OBJECTIVE
Reproduce the line containing "white cloud, which" exactly, along with each line after it through the end of the data; pictures are left out.

DATASET CONTENT

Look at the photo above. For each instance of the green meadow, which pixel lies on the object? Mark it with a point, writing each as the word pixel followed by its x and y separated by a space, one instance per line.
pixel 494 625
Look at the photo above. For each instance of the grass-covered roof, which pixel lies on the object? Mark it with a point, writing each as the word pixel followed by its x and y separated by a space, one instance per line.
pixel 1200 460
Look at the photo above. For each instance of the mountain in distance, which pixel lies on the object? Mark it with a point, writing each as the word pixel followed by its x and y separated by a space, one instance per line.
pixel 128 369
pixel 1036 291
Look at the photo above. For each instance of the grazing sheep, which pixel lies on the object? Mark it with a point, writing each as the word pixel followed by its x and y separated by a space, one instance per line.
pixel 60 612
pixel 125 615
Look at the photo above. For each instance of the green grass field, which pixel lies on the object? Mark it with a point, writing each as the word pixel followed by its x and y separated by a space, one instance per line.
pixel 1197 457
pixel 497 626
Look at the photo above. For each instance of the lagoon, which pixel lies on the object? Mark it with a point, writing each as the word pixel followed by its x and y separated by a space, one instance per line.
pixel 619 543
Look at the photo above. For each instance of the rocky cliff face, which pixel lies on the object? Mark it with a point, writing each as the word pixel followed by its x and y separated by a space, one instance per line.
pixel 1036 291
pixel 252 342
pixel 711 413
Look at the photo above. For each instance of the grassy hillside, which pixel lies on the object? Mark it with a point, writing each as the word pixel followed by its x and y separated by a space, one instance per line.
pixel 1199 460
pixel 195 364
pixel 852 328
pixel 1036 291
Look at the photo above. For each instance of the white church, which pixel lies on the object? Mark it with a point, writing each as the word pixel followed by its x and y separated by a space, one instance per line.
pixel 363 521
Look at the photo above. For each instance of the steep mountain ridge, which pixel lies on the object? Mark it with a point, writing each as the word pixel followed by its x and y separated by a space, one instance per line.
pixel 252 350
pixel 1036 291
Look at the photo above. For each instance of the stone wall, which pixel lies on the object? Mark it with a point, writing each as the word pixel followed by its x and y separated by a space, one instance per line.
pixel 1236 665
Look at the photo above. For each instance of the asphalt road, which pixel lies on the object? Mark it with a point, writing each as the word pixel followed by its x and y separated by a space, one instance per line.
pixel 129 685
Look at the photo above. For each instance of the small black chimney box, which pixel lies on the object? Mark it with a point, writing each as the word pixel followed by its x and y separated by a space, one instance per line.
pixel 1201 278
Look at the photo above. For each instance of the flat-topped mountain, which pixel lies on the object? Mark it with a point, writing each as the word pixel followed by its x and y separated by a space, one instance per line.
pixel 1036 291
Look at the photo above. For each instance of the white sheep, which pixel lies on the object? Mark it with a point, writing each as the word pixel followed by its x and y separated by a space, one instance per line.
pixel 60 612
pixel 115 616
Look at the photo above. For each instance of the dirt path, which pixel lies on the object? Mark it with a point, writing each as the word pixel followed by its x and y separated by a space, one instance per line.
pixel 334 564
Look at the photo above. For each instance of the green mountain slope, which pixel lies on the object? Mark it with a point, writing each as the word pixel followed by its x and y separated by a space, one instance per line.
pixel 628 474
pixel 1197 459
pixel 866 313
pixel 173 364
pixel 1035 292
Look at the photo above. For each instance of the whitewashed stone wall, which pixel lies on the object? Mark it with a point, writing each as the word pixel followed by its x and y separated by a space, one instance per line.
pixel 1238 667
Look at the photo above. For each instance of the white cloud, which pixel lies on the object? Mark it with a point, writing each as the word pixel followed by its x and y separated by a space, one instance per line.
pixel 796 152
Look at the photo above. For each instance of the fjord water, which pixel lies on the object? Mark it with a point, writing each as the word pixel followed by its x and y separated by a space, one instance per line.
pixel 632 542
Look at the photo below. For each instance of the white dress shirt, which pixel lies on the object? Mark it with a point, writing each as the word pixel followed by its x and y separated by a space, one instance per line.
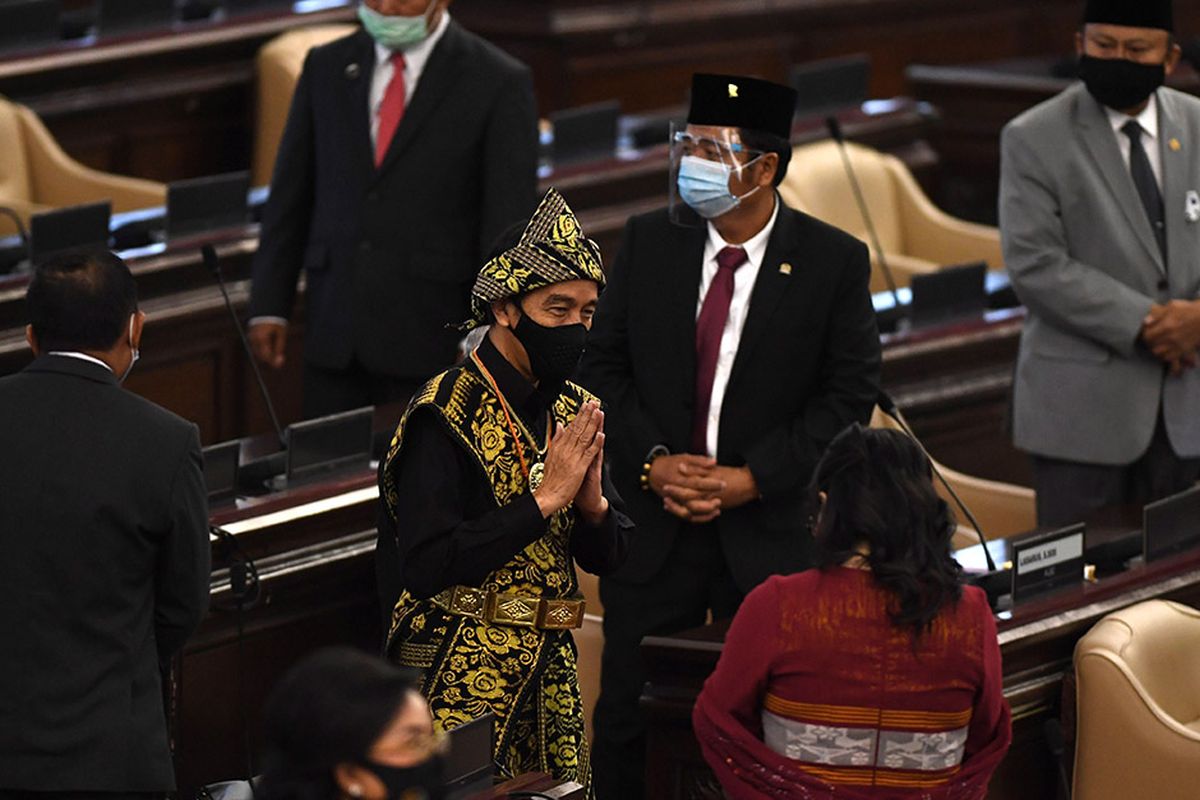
pixel 1150 143
pixel 415 58
pixel 82 356
pixel 739 308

COMPLETE ANSWER
Look at the photo above. For each instance of the white cloud, which pixel lies on the object? Mark it with a point, writing each as the word pixel followed by its x and y separated by a space, one instance per line.
pixel 796 152
Look at the photo above. For each instance of the fjord water, which pixel lies on the object? Mark it with a point, writing each as the word pixel followed by its x and y separated by a space, one instance per line.
pixel 632 542
Look at the photo below. For each instance of the white dress shirt, which pixel lies on the object? Mark it with a point, writing each as the word pixel followed by its x and y separated by a space, one instance per line.
pixel 1150 143
pixel 415 58
pixel 82 356
pixel 739 308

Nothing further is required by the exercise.